» **GIVEN PASSAGE**
+++++
We now show that this subnet converges to $x$.

Let $U$ be a neighborhood of $x$. Because $x$ is an accumulation point, $\exists \alpha$ such that $f(\alpha) \in U$. The position $(\alpha, U)$ is then the start of a tail of $gf$.

If $\alpha \to \beta,\ U \supseteq V$, then $f(\beta) \in V \subseteq U$, so this tail is indeed contained inside of $U$.


Compactness and SubNets

Equipped with this key connection between accumulation points and convergent subsequences, we can prove that a subspace $C \subseteq X$ is compact precisely when every net in $C$ has a convergent subnet.

As a reminder, a subspsace $C$ is defined to be compact when every collection of open sets covering $C$ has a finite sub-collection covering $C$.

An equivalent characterization of compactness is:

A subspace $C$ is compact precisely when for every collection of closed sets with the finite intersection property, the intersection of the collection is non-empty.

A collection has finite intersection property iff finite intersections of its sets are non-empty.



We assume that our space is compact, and we consider an arbitrary net $f : J \to C$.

Consider the set of tails:

$$ \{f(\alpha_\to) \ |\ \alpha \in J\} $$

This set has the finite intersection property. If we have: $f(\alpha_\to) \cap f(\beta_\to)$, then this is the set:

$$ \{f(\gamma) \ |\ \alpha \to \gamma, \ \beta \to \gamma \} $$

By forward directedness, ther always exists a $\gamma$ succeeding both $\alpha$ and $\beta$, so this set is non-empty.
+++++
» **RAW DATA**
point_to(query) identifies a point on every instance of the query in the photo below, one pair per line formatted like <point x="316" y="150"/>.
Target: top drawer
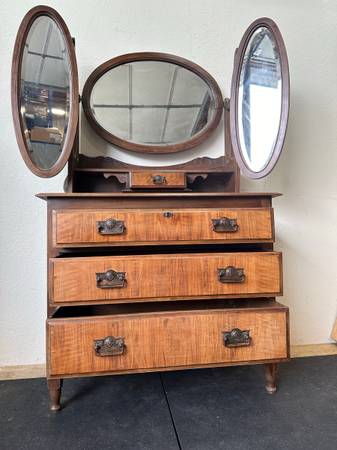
+++++
» **COMPLETE THE FOLLOWING**
a: In the passage on compactness and subnets, when does a collection have the finite intersection property?
b: Please continue the passage on compactness and subnets from its last sentence.

» **ANSWERS TO THE PROBLEMS**
a: A collection has the finite intersection property when finite intersections of its sets are non-empty.

b:
By compactness, there exists a point $x$ in the intersection of all of these tails. This means that $\forall \alpha$ there exists a $\beta \leftarrow \alpha$, with $x = f(\beta)$.

But this means that $x$ is an accumulation point, for if $U \ni x$, and $\alpha \in J$, then $x = f(\beta) \in U$.

This is equivalent to there being a subnet of $f$ converging to $x$, as we’ve previously shown.


Consider an arbitrary collection of closed sets $\mathcal{A}$ with the finite intersection property. We want to show that $\bigcap_{A \in \mathcal{A}} A$ is non-empty.

Define $\mathcal{B}$ as the collection of finite intersections of sets in $\mathcal{A}$.

$\mathcal{B}$ is obviously closed under finite intersection, and so is a directed set under $\supseteq$, as we’ve shown earlier.

Now, by assumption, each element $B \in \mathcal{B}$ is non-empty, so we can define a subnet $f : \mathcal{B} \to C$ by picking a point $f(B)$ for each set.

To show that $\bigcap_{A \in \mathcal{A}} A$ is non-empty. We need to find $x$, such that $x \in A$, for an arbitrary $A$ in this collection.

Let $x$ be an accumulation point of $f$, which exists by assumption, and $A \in \mathcal{A}$. We now show $x \in A$.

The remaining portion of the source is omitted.